The task
Repeat the data below without any change, everything from the line containing "Might you point out the corrugated" down to the line containing "(1264, 374)", both of those lines included, and nothing else.

Input records
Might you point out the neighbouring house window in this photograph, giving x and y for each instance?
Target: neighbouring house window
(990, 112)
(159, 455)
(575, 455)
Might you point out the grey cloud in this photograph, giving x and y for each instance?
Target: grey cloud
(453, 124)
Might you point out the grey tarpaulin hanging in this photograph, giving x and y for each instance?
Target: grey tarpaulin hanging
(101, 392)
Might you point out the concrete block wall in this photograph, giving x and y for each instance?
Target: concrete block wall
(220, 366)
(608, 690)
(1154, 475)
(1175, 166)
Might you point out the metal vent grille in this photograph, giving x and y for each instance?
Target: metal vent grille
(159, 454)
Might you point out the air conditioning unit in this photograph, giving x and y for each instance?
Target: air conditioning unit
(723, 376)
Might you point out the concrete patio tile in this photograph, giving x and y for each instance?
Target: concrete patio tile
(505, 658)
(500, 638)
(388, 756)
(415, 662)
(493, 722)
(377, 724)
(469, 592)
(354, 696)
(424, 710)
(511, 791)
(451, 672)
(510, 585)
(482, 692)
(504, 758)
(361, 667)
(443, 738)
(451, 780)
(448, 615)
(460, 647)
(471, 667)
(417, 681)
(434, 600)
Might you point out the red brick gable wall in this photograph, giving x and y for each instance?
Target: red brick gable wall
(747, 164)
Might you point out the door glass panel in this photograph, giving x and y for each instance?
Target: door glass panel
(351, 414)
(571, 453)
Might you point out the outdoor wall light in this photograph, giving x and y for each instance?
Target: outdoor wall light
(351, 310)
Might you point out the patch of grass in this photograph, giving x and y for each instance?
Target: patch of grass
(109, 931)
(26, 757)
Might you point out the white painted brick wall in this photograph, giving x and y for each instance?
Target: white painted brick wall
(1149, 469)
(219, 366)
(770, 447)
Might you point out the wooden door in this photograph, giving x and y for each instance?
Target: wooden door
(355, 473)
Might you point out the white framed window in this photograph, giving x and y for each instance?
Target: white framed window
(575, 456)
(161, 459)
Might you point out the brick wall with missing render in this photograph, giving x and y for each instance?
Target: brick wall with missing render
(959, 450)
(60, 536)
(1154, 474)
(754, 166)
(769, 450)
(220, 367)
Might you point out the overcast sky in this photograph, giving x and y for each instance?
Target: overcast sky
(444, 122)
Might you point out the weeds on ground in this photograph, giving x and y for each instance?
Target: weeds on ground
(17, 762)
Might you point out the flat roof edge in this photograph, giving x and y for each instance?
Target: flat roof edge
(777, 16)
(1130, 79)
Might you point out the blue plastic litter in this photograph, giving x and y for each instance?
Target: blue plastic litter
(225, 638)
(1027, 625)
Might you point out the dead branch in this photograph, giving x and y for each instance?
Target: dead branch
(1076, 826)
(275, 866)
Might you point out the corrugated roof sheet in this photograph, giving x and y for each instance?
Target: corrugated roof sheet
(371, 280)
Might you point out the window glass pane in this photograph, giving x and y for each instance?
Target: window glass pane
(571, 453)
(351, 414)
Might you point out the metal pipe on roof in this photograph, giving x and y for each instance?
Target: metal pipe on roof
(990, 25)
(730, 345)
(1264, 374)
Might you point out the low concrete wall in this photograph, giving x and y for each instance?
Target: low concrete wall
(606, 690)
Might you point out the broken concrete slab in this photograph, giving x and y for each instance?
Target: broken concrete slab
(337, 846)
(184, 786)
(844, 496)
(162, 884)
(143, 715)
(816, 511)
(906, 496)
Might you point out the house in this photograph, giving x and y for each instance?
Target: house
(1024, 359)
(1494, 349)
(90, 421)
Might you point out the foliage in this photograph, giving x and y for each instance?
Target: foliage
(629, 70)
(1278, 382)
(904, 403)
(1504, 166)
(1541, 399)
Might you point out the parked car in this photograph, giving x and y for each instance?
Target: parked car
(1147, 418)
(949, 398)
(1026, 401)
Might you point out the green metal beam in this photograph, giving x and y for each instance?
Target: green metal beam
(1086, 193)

Result of the task
Might you point out the corrugated roof sheet in this photograph, giving x and y for each instance?
Target: corrugated roof sheet
(371, 280)
Might you point out the window glass pane in this photograph, giving x and y for each instance?
Target: window glass pane
(571, 453)
(351, 414)
Might you point out the metal pipe on roof in this photograph, giving x and y for each instance?
Target: metal pipe on roof
(990, 25)
(730, 345)
(1264, 374)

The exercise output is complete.